GIVEN ENTRIES:

--- BEGIN ---

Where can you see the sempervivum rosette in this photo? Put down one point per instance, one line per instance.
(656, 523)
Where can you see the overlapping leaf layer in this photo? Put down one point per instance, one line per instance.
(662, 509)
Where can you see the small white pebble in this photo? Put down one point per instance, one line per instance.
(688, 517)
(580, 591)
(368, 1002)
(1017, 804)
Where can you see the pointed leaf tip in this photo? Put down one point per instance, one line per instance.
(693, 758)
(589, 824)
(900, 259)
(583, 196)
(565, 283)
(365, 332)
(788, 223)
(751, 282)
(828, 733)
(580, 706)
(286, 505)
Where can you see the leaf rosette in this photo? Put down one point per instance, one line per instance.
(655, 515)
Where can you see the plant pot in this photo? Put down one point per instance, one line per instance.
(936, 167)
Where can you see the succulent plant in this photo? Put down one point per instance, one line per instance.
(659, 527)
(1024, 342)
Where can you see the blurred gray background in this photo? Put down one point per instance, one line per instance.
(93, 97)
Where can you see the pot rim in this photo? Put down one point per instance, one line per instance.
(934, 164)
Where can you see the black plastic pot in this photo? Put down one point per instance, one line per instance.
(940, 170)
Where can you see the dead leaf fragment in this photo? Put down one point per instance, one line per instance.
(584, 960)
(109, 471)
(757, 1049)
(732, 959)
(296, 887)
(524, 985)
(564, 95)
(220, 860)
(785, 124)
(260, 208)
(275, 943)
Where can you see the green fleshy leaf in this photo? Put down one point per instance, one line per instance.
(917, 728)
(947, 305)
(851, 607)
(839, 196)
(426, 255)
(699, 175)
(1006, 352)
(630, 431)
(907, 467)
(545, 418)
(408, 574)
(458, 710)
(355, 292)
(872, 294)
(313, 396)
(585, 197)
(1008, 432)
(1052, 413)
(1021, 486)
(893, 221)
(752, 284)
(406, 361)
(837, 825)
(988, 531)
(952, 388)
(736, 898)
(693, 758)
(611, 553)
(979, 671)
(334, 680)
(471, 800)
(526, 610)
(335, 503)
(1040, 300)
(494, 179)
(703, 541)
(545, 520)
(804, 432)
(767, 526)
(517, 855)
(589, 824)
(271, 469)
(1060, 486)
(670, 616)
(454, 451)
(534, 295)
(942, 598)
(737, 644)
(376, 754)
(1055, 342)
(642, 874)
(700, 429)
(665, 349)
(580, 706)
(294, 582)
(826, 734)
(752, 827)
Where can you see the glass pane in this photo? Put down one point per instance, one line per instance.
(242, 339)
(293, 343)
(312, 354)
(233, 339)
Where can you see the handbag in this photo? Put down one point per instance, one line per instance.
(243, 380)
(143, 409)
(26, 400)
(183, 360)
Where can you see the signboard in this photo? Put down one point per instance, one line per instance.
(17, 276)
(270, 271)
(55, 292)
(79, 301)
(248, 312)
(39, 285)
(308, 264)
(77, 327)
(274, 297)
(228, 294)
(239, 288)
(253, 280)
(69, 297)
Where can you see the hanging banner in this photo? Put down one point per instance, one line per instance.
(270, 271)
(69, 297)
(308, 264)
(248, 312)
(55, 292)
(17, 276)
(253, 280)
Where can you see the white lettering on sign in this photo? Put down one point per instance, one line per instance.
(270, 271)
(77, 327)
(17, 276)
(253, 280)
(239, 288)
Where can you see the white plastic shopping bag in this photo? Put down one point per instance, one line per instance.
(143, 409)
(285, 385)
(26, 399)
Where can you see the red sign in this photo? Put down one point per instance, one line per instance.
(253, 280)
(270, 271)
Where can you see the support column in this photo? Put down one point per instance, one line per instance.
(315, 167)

--- END ---

REQUIREMENTS:
Replace every "Put down" in the records above with "Place", leaving everything else unchanged.

REPLY:
Where can you see the sempervivum rosette in this photo? Place one point per instance, one line per instance.
(656, 523)
Where can you see the overlapping leaf layer in this photo? Place one point per instance, one line per instance.
(662, 509)
Where can you see the small white pebble in this photo? Place one point per instance, one line per instance.
(688, 517)
(580, 591)
(368, 1002)
(1017, 804)
Where can you see the pointed leaf tip in this photo? Place one point per instance, one line per instance.
(693, 758)
(589, 824)
(900, 259)
(583, 196)
(565, 283)
(365, 332)
(788, 223)
(751, 282)
(828, 733)
(580, 706)
(286, 505)
Where can you see the leaf rosette in this photo? Place one point per instance, one line per instance.
(655, 515)
Where can you see the plant pot in this photo? Place one point per instance, one line per instance.
(936, 167)
Where can you see the succulent plant in this photo? Place one point per instance, one line per instance.
(659, 527)
(1024, 342)
Where can you see the blurred gray background in this photo? Place one point per instance, one line per instance.
(93, 97)
Where can you see the pot rim in this photo? Place one point per instance, one line per instance.
(934, 164)
Where can you see the black plastic pot in this photo? Place one point per instance, one line per instance.
(940, 170)
Where can you see the dead leaf fragment in this photo? Place one point per instance, one line per instance.
(584, 960)
(109, 471)
(757, 1049)
(732, 959)
(296, 887)
(524, 985)
(564, 95)
(220, 860)
(785, 124)
(260, 208)
(275, 943)
Where can you see the green fleshy leaf in this photo? Place one point per instance, one line per instance.
(917, 728)
(947, 305)
(851, 607)
(839, 196)
(426, 255)
(699, 175)
(1006, 352)
(630, 431)
(907, 467)
(545, 418)
(408, 574)
(458, 710)
(355, 292)
(872, 294)
(313, 396)
(585, 197)
(1008, 432)
(1052, 413)
(1021, 486)
(893, 221)
(752, 284)
(406, 361)
(837, 825)
(988, 531)
(952, 388)
(736, 898)
(693, 758)
(611, 553)
(979, 671)
(334, 680)
(471, 800)
(526, 610)
(335, 503)
(1040, 300)
(494, 179)
(703, 541)
(545, 520)
(804, 432)
(767, 526)
(517, 855)
(589, 824)
(271, 469)
(1060, 486)
(670, 616)
(454, 451)
(534, 295)
(942, 598)
(737, 644)
(376, 754)
(1055, 342)
(642, 874)
(700, 429)
(665, 349)
(580, 706)
(294, 582)
(826, 734)
(752, 827)
Where can you see the glass pane in this photo? Place one point per instance, one line per instance.
(242, 339)
(293, 343)
(312, 354)
(233, 339)
Where can you see the handbag in this photo? Place one point per instance, one line per instance.
(243, 380)
(143, 409)
(26, 400)
(183, 360)
Where can you see the signboard in this photo? Place one point per instance, one line per instance.
(17, 276)
(270, 271)
(55, 292)
(79, 301)
(248, 312)
(39, 285)
(308, 264)
(77, 327)
(274, 297)
(228, 294)
(239, 288)
(253, 280)
(69, 297)
Where can you see the hanging banner in this photo? Place one point per instance, one line per instance.
(270, 271)
(69, 297)
(308, 264)
(248, 312)
(55, 292)
(17, 276)
(253, 280)
Where can you see the white lettering on sign in this photo? Place one point per instance, one line per instance.
(270, 271)
(77, 327)
(17, 276)
(253, 280)
(239, 288)
Where can you see the white plastic shopping bag in this photo? Place one point per instance, one line per instance.
(143, 409)
(285, 385)
(26, 399)
Where can you see the red sign in this photo? Place one point per instance, one line per instance.
(253, 280)
(270, 271)
Where can you see the support column in this photo? Place one point per instance, one line per instance.
(315, 167)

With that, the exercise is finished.